═══ Data to examine

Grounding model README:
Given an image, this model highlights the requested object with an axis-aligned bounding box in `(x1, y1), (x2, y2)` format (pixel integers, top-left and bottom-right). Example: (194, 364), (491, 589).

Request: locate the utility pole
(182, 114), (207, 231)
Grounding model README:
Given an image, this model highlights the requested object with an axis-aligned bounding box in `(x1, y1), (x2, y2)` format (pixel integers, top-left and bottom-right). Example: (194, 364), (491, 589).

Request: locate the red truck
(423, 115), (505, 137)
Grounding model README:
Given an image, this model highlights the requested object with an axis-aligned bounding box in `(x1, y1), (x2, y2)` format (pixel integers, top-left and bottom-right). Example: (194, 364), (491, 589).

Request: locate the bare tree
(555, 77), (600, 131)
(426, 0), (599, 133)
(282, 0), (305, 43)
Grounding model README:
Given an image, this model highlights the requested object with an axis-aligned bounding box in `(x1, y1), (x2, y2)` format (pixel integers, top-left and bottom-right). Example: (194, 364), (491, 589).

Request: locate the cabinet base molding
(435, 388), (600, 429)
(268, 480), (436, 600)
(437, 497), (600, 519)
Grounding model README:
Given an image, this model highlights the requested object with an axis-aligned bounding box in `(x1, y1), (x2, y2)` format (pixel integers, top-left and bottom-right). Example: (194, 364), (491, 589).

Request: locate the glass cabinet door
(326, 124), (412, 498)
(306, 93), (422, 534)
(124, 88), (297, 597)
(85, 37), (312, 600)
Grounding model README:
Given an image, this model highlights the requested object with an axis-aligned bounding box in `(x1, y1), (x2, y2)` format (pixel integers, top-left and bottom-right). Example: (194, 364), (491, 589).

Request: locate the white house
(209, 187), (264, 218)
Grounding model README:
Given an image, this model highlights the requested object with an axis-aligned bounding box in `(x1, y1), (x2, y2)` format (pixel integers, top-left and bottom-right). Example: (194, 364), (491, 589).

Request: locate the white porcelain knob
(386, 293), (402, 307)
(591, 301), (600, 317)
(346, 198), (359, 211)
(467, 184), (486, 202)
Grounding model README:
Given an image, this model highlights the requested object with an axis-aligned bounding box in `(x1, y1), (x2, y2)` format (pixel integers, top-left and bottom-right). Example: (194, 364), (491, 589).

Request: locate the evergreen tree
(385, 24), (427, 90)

══════

Repeat everything in the listing above exactly.

_Result for this exercise_.
Grounding model README:
Given an image, this model highlights the requested object with an axis-aligned bounding box in `(x1, y1), (x2, y2)` format (pixel integers, top-left and bottom-right). Example: (194, 364), (491, 589).

Request: locate the utility pole
(182, 114), (207, 231)
Grounding model README:
Given an image, this model highlights the requested object with an axis-aligned bounding box in `(x1, y1), (x2, y2)` format (pixel integers, top-left and bottom-right). Example: (194, 364), (491, 589).

Request: locate the red truck
(423, 115), (505, 137)
Grounding model README:
Given an image, this model highlights the requested object with an axis-aligned bounding box in `(x1, y1), (x2, y2)` format (pixel integers, top-left and bottom-right). Example: (194, 364), (491, 589).

Request: locate the bare tree
(555, 77), (600, 131)
(426, 0), (599, 133)
(282, 0), (305, 43)
Grounding model README:
Given an image, this model highlights the requested object with an axis-aligned bounding box in `(x1, y1), (x2, y2)` format (pixel integers, top-left and bottom-right). Example: (194, 364), (491, 589).

Request: locate the cabinet base molding
(435, 388), (600, 429)
(268, 480), (436, 600)
(437, 497), (600, 519)
Grounding model README:
Given an image, this model highlights the requested object with an axis-aligned bounding box in `(x1, y1), (x2, y2)` format (pixel integers, top-left and bottom-right). Example: (194, 364), (491, 589).

Request: locate the glass cabinet door
(326, 124), (412, 498)
(306, 93), (422, 534)
(124, 88), (297, 597)
(85, 37), (312, 600)
Grounding model README:
Given an image, this model highlights the requested object with an axis-aligned bounding box in `(x1, y1), (x2, y2)` format (pixel integers, top-left and bottom-right). Example: (194, 364), (491, 589).

Request: locate the white house
(209, 187), (264, 218)
Grounding model README:
Given an image, this model highlights the requested object with an axis-aligned bounding box in `(x1, y1), (x2, y2)` format (pixel integers, top-left and bottom-right). Example: (194, 364), (491, 589).

Request: locate the white porcelain knob
(386, 293), (402, 307)
(591, 301), (600, 317)
(346, 198), (359, 211)
(467, 184), (486, 202)
Grounding model README:
Given an image, this model highlights the requested object with an axis-aligned bounding box in `(x1, y1), (x2, y2)` format (pixel integers, top-left and bottom-right). Example: (194, 364), (491, 589).

Request: locate the evergreen tree
(385, 24), (427, 90)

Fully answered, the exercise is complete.